Can you rewrite all lines of the entries below, requests included, with every number in the SVG answers (viewBox values and path coordinates alike) shifted by -58, and leave the pictures out?

________________

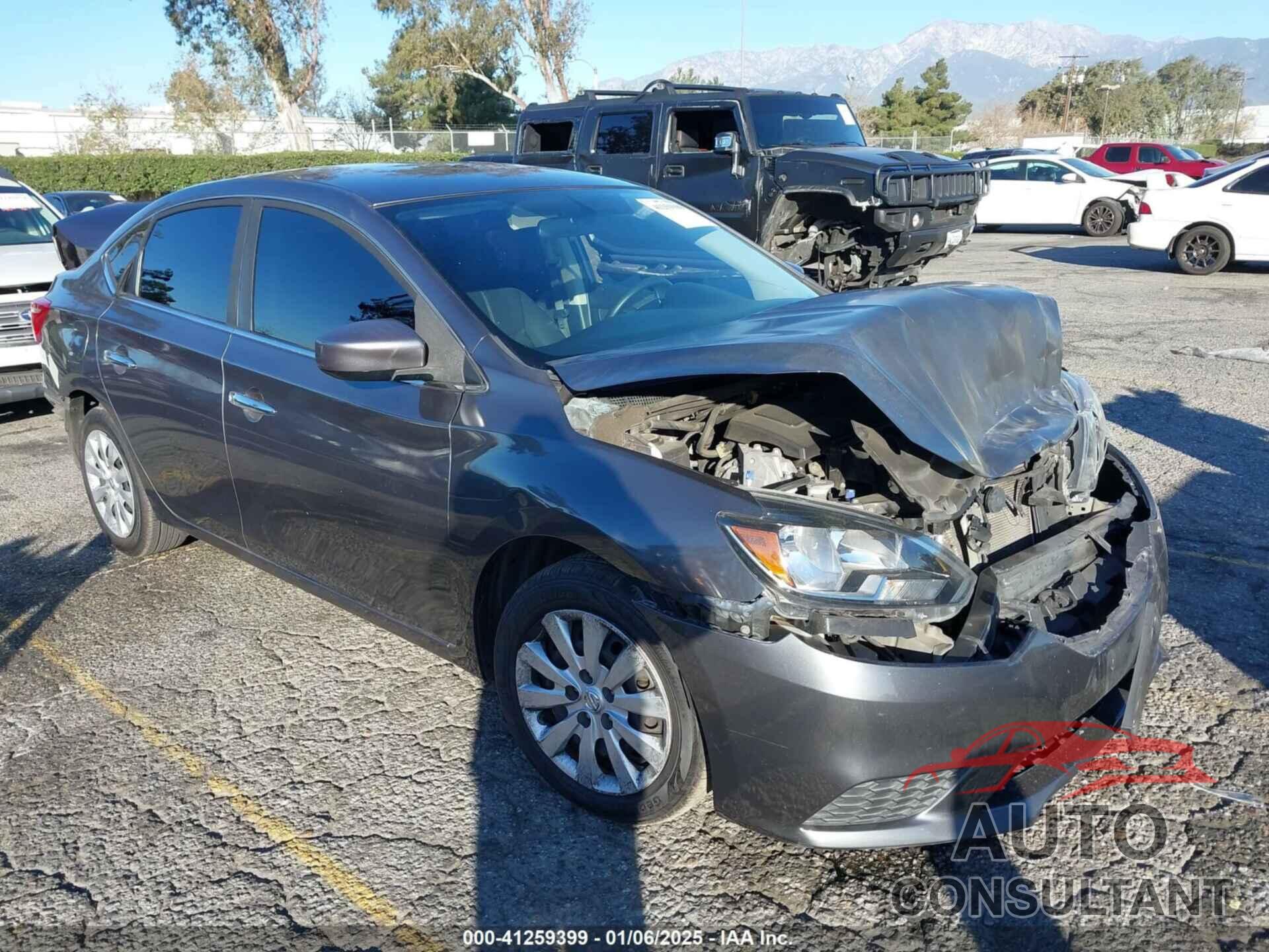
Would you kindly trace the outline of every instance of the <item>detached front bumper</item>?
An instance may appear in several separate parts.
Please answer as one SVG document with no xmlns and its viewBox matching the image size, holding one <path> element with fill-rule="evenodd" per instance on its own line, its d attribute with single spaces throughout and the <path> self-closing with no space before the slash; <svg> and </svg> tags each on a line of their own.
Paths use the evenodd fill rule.
<svg viewBox="0 0 1269 952">
<path fill-rule="evenodd" d="M 792 635 L 754 641 L 645 609 L 700 718 L 718 812 L 830 848 L 945 843 L 975 801 L 987 802 L 1000 830 L 1033 821 L 1070 773 L 1030 767 L 991 795 L 904 781 L 1001 725 L 1136 722 L 1160 663 L 1167 552 L 1154 499 L 1119 459 L 1148 503 L 1129 537 L 1123 598 L 1100 628 L 1075 637 L 1033 628 L 1004 660 L 859 661 Z"/>
<path fill-rule="evenodd" d="M 907 268 L 954 250 L 970 239 L 970 231 L 973 226 L 973 208 L 976 207 L 977 203 L 972 203 L 963 212 L 950 208 L 898 209 L 897 213 L 905 216 L 909 223 L 898 234 L 895 249 L 886 259 L 884 270 Z M 921 216 L 921 225 L 916 227 L 910 226 L 914 213 Z M 895 231 L 893 225 L 887 221 L 887 216 L 896 215 L 895 209 L 878 209 L 876 215 L 881 227 Z"/>
</svg>

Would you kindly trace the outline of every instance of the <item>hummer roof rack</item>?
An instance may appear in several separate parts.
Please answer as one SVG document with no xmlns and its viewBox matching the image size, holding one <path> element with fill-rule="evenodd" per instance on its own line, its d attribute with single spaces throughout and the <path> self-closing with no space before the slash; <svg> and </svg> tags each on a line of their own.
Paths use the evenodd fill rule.
<svg viewBox="0 0 1269 952">
<path fill-rule="evenodd" d="M 671 96 L 678 93 L 778 93 L 775 89 L 750 89 L 746 86 L 726 86 L 713 83 L 674 83 L 671 80 L 652 80 L 643 89 L 584 89 L 574 99 L 603 99 L 605 96 L 629 96 L 631 99 Z M 832 93 L 841 99 L 840 93 Z"/>
</svg>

________________

### FINISHED TASK
Would you kindly trace the outline of every instance of the <item>detached front bumper</item>?
An instance may appear in several separate parts.
Please answer as one SVG document with no xmlns and its viewBox matching the image size, holding one <path> element with fill-rule="evenodd" per instance on its own line, its d attribute with single spaces throughout and the <path> self-closing with no space before the slash; <svg> and </svg> tags each on a line of their own.
Paths use the evenodd fill rule.
<svg viewBox="-58 -58 1211 894">
<path fill-rule="evenodd" d="M 734 577 L 696 583 L 587 551 L 642 660 L 660 754 L 772 790 L 887 785 L 917 743 L 929 744 L 942 772 L 975 763 L 1012 715 L 972 709 L 933 737 L 846 723 L 943 667 L 1078 664 L 1102 605 L 1109 494 L 1096 441 L 1061 401 L 1090 445 L 1071 479 L 1065 540 L 1042 570 L 1017 579 L 975 570 L 946 602 L 801 603 Z"/>
<path fill-rule="evenodd" d="M 849 210 L 896 192 L 912 181 L 912 173 L 915 168 L 915 150 L 918 149 L 919 145 L 914 145 L 905 154 L 892 150 L 840 151 L 839 155 L 847 158 L 851 165 L 840 176 L 837 191 L 828 201 L 826 212 Z M 863 158 L 863 167 L 858 169 L 852 168 L 856 155 Z M 837 173 L 835 167 L 829 163 L 829 158 L 838 157 L 837 151 L 820 151 L 818 157 L 823 169 Z"/>
</svg>

Would you kindly trace the outline of every instance of the <item>hummer roof rack</item>?
An instance may appear in several separate parts.
Please answer as one SVG document with no xmlns and its viewBox matching the image size, holding one <path> element with fill-rule="evenodd" per instance on its own line, its d attribute with single spaces throughout and the <path> self-closing with no space before the slash; <svg> and </svg> tags each on a line of their own.
Paths use the evenodd fill rule.
<svg viewBox="-58 -58 1211 894">
<path fill-rule="evenodd" d="M 613 38 L 620 35 L 720 35 L 717 31 L 692 31 L 688 28 L 668 28 L 655 25 L 616 25 L 613 22 L 594 22 L 585 31 L 526 31 L 516 41 L 545 41 L 547 38 L 571 38 L 573 41 Z M 774 35 L 783 41 L 782 35 Z"/>
</svg>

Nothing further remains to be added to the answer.